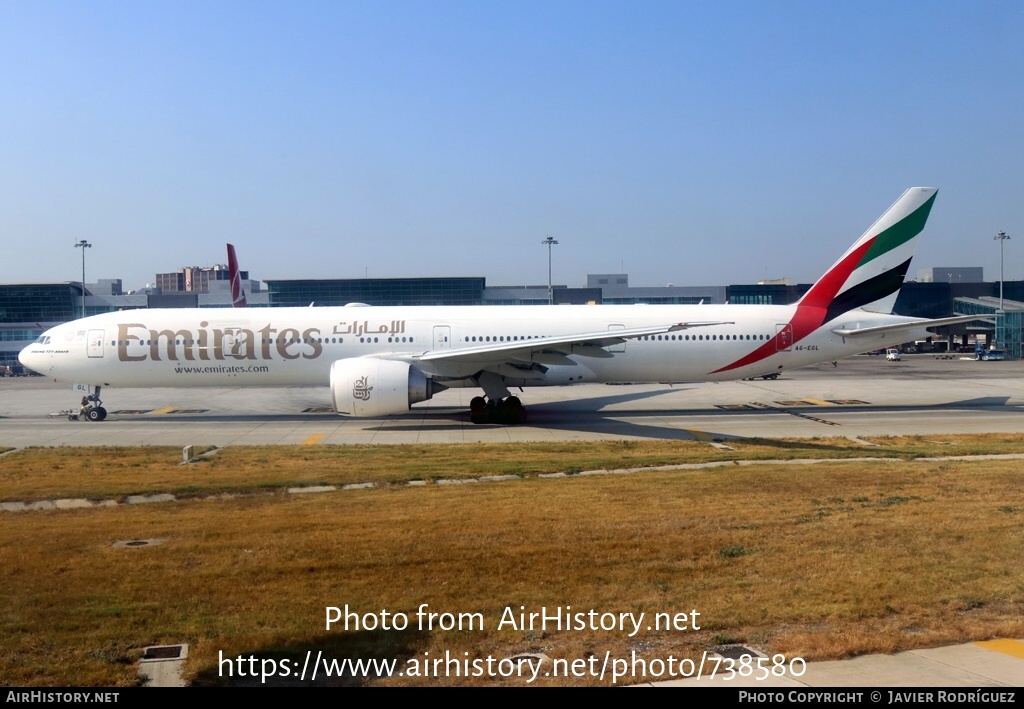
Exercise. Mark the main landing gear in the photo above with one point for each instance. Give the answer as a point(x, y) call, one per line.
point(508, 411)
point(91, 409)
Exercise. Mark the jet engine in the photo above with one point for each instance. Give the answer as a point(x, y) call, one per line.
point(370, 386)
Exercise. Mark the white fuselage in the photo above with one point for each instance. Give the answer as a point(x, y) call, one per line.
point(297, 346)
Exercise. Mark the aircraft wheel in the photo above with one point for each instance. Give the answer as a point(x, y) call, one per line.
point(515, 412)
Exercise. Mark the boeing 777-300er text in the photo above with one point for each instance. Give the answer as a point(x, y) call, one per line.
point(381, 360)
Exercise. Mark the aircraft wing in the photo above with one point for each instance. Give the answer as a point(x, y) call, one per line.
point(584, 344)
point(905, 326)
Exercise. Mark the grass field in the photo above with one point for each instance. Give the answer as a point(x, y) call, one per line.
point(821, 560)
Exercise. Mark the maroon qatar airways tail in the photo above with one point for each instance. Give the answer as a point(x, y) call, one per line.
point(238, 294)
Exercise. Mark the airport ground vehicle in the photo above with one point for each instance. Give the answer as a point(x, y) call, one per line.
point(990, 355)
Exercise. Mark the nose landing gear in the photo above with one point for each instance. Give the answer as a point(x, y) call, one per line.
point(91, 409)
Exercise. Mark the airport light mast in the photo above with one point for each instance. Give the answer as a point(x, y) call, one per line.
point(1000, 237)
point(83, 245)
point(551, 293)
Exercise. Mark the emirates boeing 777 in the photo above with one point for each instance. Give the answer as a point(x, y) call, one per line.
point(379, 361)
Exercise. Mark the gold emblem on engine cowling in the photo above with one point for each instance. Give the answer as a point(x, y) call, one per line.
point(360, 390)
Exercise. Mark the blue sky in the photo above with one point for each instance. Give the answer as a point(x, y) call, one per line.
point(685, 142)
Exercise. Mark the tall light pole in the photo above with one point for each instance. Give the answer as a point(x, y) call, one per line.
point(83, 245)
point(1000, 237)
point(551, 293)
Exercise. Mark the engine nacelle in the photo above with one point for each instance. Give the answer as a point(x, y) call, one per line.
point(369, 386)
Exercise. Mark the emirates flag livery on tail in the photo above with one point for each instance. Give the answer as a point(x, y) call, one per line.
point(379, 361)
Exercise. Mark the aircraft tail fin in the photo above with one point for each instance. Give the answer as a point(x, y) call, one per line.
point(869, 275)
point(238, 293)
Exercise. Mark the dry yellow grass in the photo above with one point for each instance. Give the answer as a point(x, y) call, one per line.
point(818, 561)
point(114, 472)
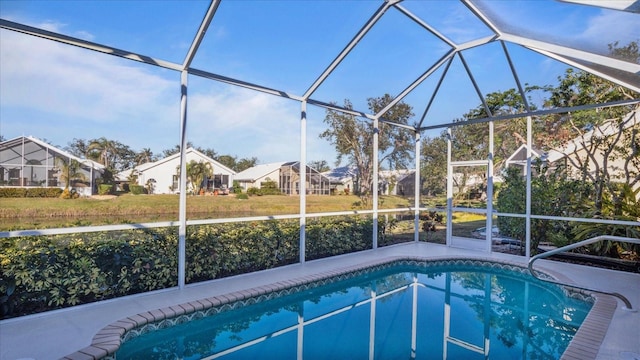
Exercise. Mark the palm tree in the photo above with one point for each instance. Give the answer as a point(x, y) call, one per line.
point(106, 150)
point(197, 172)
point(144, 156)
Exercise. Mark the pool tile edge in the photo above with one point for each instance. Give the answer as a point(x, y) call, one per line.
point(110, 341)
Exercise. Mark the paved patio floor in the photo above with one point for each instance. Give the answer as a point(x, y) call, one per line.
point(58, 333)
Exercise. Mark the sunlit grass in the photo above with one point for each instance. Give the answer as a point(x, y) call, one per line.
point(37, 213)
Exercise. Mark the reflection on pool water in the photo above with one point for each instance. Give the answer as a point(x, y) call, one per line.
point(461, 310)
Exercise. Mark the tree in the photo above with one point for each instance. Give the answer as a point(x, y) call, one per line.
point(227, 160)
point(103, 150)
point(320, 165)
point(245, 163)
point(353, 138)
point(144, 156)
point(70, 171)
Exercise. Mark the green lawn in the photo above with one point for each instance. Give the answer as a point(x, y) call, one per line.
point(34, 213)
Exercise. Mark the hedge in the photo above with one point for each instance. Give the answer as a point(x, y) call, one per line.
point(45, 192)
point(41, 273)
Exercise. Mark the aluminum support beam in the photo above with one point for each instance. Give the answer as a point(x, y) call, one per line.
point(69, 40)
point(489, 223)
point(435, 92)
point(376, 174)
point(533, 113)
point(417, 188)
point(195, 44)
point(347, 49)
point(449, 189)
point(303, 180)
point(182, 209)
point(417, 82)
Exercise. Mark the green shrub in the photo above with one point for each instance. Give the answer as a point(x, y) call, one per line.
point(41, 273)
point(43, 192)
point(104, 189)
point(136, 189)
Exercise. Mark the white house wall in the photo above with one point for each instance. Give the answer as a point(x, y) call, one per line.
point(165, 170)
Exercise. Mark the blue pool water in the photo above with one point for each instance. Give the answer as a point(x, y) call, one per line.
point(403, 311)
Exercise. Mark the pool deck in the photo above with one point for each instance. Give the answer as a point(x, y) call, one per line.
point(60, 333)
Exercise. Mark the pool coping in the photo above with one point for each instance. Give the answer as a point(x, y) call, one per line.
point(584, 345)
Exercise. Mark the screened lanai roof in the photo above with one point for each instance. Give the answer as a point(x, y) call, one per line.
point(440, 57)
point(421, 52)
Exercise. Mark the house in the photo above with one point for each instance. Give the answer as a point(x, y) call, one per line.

_ _ _ _ _

= Aim of the exercise =
Arrange every line of the data above as a Markdown table with the columns Row and Text, numbering the rows in order and skipping blank lines. Leave the pictures out of the table.

= Final result =
| Row | Text |
|---|---|
| 1 | Exercise. Mark the main landing gear in the photo above with one point for each instance. Give the answer as a point(x, y) call, one per line. |
| 2 | point(508, 411) |
| 3 | point(91, 409) |
| 4 | Exercise. Mark the jet engine in the photo above with one point for each instance. Give the answer as a point(x, y) call, one per line. |
| 5 | point(370, 386) |
| 6 | Exercise. Mark the white fuselage in the photo above with one point for each instance. Give the answer as a point(x, y) call, one per line. |
| 7 | point(297, 346) |
| 8 | Exercise. Mark the aircraft wheel in the photo above with one point for each instance. Give the answer as a point(x, y) call, one per line. |
| 9 | point(515, 412) |
| 10 | Exercise. Mark the boeing 777-300er text in the photo above with one point for each instance. Give the answer as a point(x, y) call, one per line. |
| 11 | point(381, 360) |
| 12 | Exercise. Mark the aircraft wing in the photo above with one point for each instance. Give the answer as a point(x, y) call, one per line. |
| 13 | point(584, 344) |
| 14 | point(905, 326) |
| 15 | Exercise. Mark the grass field in the photo above with one point for each instance. Give the answer as a point(x, y) call, one per line. |
| 16 | point(821, 560) |
| 17 | Exercise. Mark the maroon qatar airways tail in the photo above with one point for each instance. Give the answer as a point(x, y) call, one per line. |
| 18 | point(238, 294) |
| 19 | Exercise. Mark the airport ground vehicle in the photo above with one point for each instance. Give the answer as a point(x, y) call, one per line. |
| 20 | point(990, 355) |
| 21 | Exercise. Mark the nose landing gear in the photo above with one point for each instance. Give the answer as a point(x, y) call, one per line. |
| 22 | point(91, 409) |
| 23 | Exercise. Mark the airport light mast in the photo above with one point for each instance. Give the answer as a point(x, y) call, one per line. |
| 24 | point(1000, 237) |
| 25 | point(83, 245) |
| 26 | point(551, 293) |
| 27 | Exercise. Mark the emirates boeing 777 in the photo above with one point for each instance. Give the answer as a point(x, y) call, one per line. |
| 28 | point(379, 361) |
| 29 | Exercise. Mark the gold emblem on engine cowling in the photo above with one point for each instance. Give the answer as a point(x, y) call, one per line. |
| 30 | point(360, 390) |
| 31 | Exercise. Mark the blue sky in the photo above with one point for each instance. Give the answer as a point(x, y) call, one per line. |
| 32 | point(685, 142) |
| 33 | Exercise. Mark the tall light pole in the photo above with one point for each instance. Give the answer as a point(x, y) call, one per line. |
| 34 | point(83, 245) |
| 35 | point(1000, 237) |
| 36 | point(551, 293) |
| 37 | Exercise. Mark the engine nacelle in the photo above with one point for each instance. Give the answer as a point(x, y) call, one per line. |
| 38 | point(369, 386) |
| 39 | Exercise. Mark the emirates flag livery on tail in the photo above with one point for each instance. Give the answer as a point(x, y) call, one per line. |
| 40 | point(379, 361) |
| 41 | Exercise. Mark the aircraft tail fin in the photo above with one point for each instance. Give the answer as a point(x, y) call, one per line. |
| 42 | point(869, 275) |
| 43 | point(238, 293) |
| 44 | Exercise. Mark the dry yellow grass in the photo above with one point for each instance. Give the answer as a point(x, y) call, one per line. |
| 45 | point(818, 561) |
| 46 | point(114, 472) |
| 47 | Exercise. Mark the palm tree in the photo above with one point for each instance. Give the answer as a point(x, y) call, one per line. |
| 48 | point(106, 150) |
| 49 | point(197, 172) |
| 50 | point(144, 156) |
| 51 | Exercise. Mark the pool tile edge in the photo above with one point for each instance. Give the answer as a point(x, y) call, one per line. |
| 52 | point(110, 341) |
| 53 | Exercise. Mark the paved patio floor in the photo above with one point for each instance. Give the answer as a point(x, y) call, one per line. |
| 54 | point(58, 333) |
| 55 | Exercise. Mark the sunlit grass in the photo above with one point for each instance. Give the answer as a point(x, y) call, one per line. |
| 56 | point(37, 213) |
| 57 | Exercise. Mark the reflection on pool water in the photo above with one point for each instance. Give the answer as a point(x, y) call, one per line. |
| 58 | point(461, 310) |
| 59 | Exercise. Mark the tree in the photo above with one point for each instance. Give the answer as a point(x, y) call, one per line. |
| 60 | point(227, 160) |
| 61 | point(103, 150) |
| 62 | point(320, 165) |
| 63 | point(245, 163) |
| 64 | point(353, 138) |
| 65 | point(144, 156) |
| 66 | point(70, 171) |
| 67 | Exercise. Mark the green lawn in the photo above with one point for each instance. Give the answer as a point(x, y) call, one per line. |
| 68 | point(34, 213) |
| 69 | Exercise. Mark the hedge in the photo above with one point for each instance. Give the answer as a point(x, y) call, one per line. |
| 70 | point(45, 192) |
| 71 | point(41, 273) |
| 72 | Exercise. Mark the aluminum support beam in the photo above with one point for each instance. Give the answer as a point(x, y) call, one per line. |
| 73 | point(69, 40) |
| 74 | point(489, 223) |
| 75 | point(435, 92) |
| 76 | point(376, 174) |
| 77 | point(533, 113) |
| 78 | point(417, 188) |
| 79 | point(195, 44) |
| 80 | point(347, 49) |
| 81 | point(449, 189) |
| 82 | point(303, 180) |
| 83 | point(182, 209) |
| 84 | point(417, 82) |
| 85 | Exercise. Mark the green shrub in the photo above with one point for each instance. Give the answer as a point(x, y) call, one per line. |
| 86 | point(41, 273) |
| 87 | point(43, 192) |
| 88 | point(104, 189) |
| 89 | point(136, 189) |
| 90 | Exercise. Mark the white house wall in the photo above with one point for each instance. Give the answer as a point(x, y) call, one per line. |
| 91 | point(165, 170) |
| 92 | Exercise. Mark the blue pool water in the photo above with one point for each instance. Give the answer as a point(x, y) call, one per line. |
| 93 | point(403, 311) |
| 94 | Exercise. Mark the pool deck in the photo above with one point for each instance. Give the answer as a point(x, y) call, one per line. |
| 95 | point(60, 333) |
| 96 | Exercise. Mark the pool coping in the photo above with one point for each instance. Give the answer as a point(x, y) call, one per line. |
| 97 | point(584, 345) |
| 98 | Exercise. Mark the screened lanai roof in the photo above with one point for each instance. Give the answer as a point(x, y) call, one per line. |
| 99 | point(440, 57) |
| 100 | point(421, 52) |
| 101 | Exercise. Mark the house in the photo above with one point for each instance. Give the answer as a point(x, y) call, one per line. |